夏野菜をおいしく食べきる! 生のまま、丸ごと冷凍テクニック
栄養価が高まる旬の夏野菜ですが、たくさん買っても使いきれない……。
そんなとき、保存ができて、よりおいしくなる、いいことずくめの丸ごと冷凍術を、料理研究家の島本美由紀さんから教わります。
手間なし丸ごと冷凍で野菜をおいしく食べきる
野菜は生のまま冷凍すると「栄養も、味も落ちる」というのは大きな誤解、と島本さん。
「冷凍した野菜を調理して、彩りや状態が悪くなって風味も落ちてしまったと思ったなら、
それは冷凍・解凍の仕方に問題あり。
食材に合わせて正しく冷凍すれば、生の状態よりも調理がしやすいうえ、おいしく仕上がります。
さらに、冷凍することで栄養価がアップする食材も。
多くの野菜が生のまま冷凍でき、ゆでたり下味をつけるなどの面倒な下ごしらえも不要。
しかも、凍ったまま調理ができますよ」
切らずに「まるごと冷凍」がポイント
島本さんがおすすめしているのが、切ったりせずにそのまま冷凍する「野菜のまるごと冷凍」。
「冷凍で失敗しない秘訣は、新鮮なうちに水けと空気をできるだけ遮断して、素早く凍らせること。
丸ごとなら、切り口がないので冷凍しても傷みにくく、保存袋に入れるだけなので、とても簡単です。
下ごしらえしないで冷凍すると、使うときに手間がかかると思いがちですが、
実は火が通りやすくなるので、凍ったまま鍋やフライパンに入れていいんです。煮込み料理などにも重宝します。
トマトやきゅうりは凍ったままでも食べられ、すりおろしてシャーベット状にしてもおいしいですよ」
冷凍するとこんなにいいことが!
苦みが減! 甘みがアップしておいしくなる
きのこ類やトマトは凍らせると、うまみ成分がアップして、甘くて濃厚な味わいに。
小松菜やピーマン、ゴーヤなどは苦みやえぐみ、青臭さなどが和らぎ、食べやすくなります。
さらにピーマンは種までやわらかく食べられ、貴重な栄養を丸ごといただけます。
旬の栄養をそのまま! 長期保存できる
冷蔵保存では、野菜の鮮度がどんどん失われていきます。

☆ ☆ ☆ ☆ ☆ ☆ ☆

● 目標 A: 下にある位置注釈の行をすべて、一字一句違えずに書き写してください。画像は写さずに除いてください。

位置注釈の行:
☆ ☆ ☆ ☆ ☆ ☆ ☆

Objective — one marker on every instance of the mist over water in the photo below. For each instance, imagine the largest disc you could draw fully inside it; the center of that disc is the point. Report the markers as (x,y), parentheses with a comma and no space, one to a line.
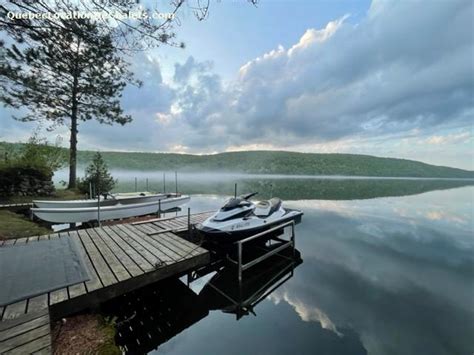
(288,187)
(388,267)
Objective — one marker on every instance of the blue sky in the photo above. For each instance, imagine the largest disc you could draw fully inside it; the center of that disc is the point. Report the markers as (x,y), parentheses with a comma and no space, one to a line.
(385,78)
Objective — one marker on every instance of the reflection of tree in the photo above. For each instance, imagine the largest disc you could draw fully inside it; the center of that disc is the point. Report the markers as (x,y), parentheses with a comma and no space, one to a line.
(325,189)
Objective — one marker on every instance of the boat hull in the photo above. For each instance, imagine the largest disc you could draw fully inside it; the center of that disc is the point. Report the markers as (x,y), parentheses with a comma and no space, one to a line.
(119,211)
(227,237)
(111,201)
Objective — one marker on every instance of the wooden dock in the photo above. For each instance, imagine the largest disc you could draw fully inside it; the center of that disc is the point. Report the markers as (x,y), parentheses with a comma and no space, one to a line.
(120,258)
(16,206)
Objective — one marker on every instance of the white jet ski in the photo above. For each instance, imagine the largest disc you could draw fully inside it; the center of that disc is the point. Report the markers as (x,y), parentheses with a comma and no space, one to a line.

☆ ☆ ☆ ☆ ☆ ☆ ☆

● 目標 B: 夏野菜の冷凍を扱ったページでは、冷凍で失敗しない秘訣は何だと述べられていますか。

● 出力 A:
Objective — one marker on every instance of the mist over water in the photo below. For each instance, imagine the largest disc you could draw fully inside it; the center of that disc is the point. Report the markers as (x,y), parentheses with a comma and no space, one to a line.
(288,187)
(388,267)
Objective — one marker on every instance of the blue sky in the photo above. For each instance, imagine the largest disc you could draw fully inside it; the center of that disc is the point. Report the markers as (x,y), parentheses with a comma and no space, one to a line.
(385,78)
Objective — one marker on every instance of the reflection of tree in the photo above. For each instance, imagine the largest disc you could draw fully inside it; the center of that disc is the point. Report the markers as (x,y), parentheses with a comma and no space, one to a line.
(325,189)
Objective — one marker on every instance of the boat hull in the photo above. For each instance, imagine the largest disc you could draw fully inside it; the center of that disc is the point. Report the markers as (x,y), parentheses with a comma and no space, one to a line.
(119,211)
(227,237)
(111,201)
Objective — one marker on every instance of the wooden dock in the photo above. For each instance, imagine the largest disc you could draw fully inside it; the center of that disc is the point. Report the markers as (x,y), parentheses with a comma and no space, one to a line.
(120,258)
(16,206)
Objective — one marker on every instance of the white jet ski in the photo above. For each instance, imagine the largest disc you could draw fully inside it; the center of that disc is the point. Report the markers as (x,y), parentheses with a comma and no space, one to a line.

● 出力 B: 新鮮なうちに水けと空気をできるだけ遮断して、素早く凍らせることです。